# Data listing
--
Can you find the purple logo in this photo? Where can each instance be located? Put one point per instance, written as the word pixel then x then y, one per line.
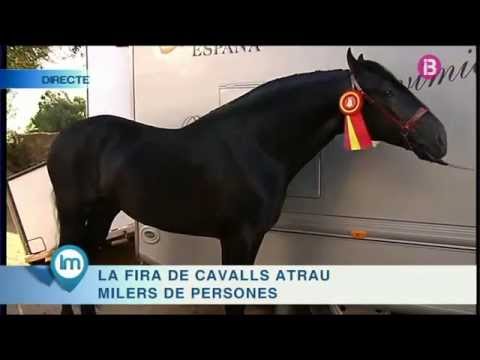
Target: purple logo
--
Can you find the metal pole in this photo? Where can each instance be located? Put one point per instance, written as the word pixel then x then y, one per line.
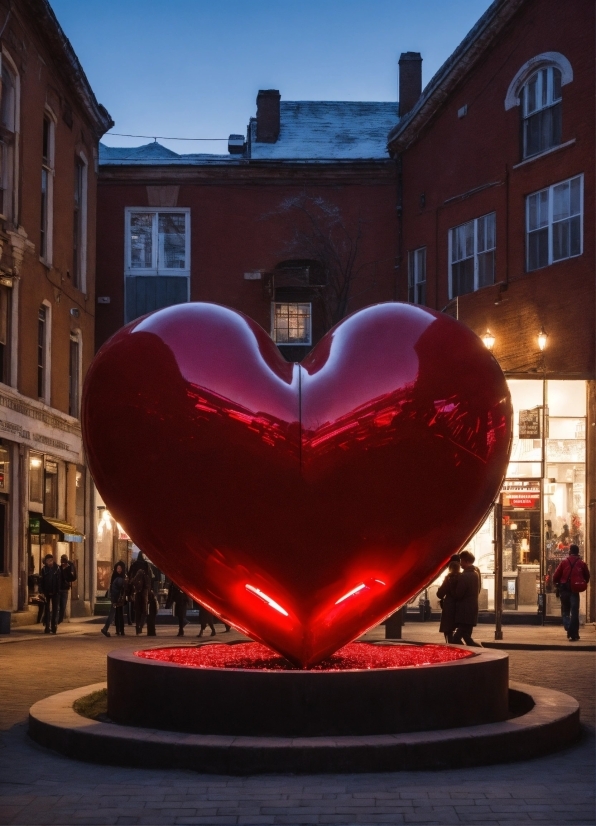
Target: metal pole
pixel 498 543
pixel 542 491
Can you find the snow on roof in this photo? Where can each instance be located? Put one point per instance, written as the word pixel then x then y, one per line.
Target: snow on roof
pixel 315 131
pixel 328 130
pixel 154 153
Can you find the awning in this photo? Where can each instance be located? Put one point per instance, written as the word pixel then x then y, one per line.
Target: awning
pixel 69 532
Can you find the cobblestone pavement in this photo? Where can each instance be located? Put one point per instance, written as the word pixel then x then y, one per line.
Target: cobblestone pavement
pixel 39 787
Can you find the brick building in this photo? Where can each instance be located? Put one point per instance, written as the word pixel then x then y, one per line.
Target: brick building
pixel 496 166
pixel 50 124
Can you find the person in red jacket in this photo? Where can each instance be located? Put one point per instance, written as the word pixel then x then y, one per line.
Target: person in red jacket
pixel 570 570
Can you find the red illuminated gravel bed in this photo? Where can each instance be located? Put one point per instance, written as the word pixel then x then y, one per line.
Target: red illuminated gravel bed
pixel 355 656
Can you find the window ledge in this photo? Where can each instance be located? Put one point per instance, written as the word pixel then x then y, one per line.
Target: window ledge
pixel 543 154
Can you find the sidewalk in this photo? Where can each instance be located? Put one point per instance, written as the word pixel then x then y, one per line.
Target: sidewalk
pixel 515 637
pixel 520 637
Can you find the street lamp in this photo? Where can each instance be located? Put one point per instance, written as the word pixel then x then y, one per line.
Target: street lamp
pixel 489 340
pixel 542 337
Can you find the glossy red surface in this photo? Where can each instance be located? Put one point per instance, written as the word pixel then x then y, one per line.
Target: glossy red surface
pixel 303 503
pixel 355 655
--
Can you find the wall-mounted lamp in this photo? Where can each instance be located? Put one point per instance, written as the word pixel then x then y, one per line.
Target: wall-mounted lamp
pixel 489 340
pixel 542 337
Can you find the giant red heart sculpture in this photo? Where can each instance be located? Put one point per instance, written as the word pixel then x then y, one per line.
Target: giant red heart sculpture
--
# Task details
From the entries, report each line that includes the word "logo".

# Output
Can you find the purple logo in this photo? Where can each instance be located? Put one point per instance, written as the word pixel then x then y, one per line.
Target: purple logo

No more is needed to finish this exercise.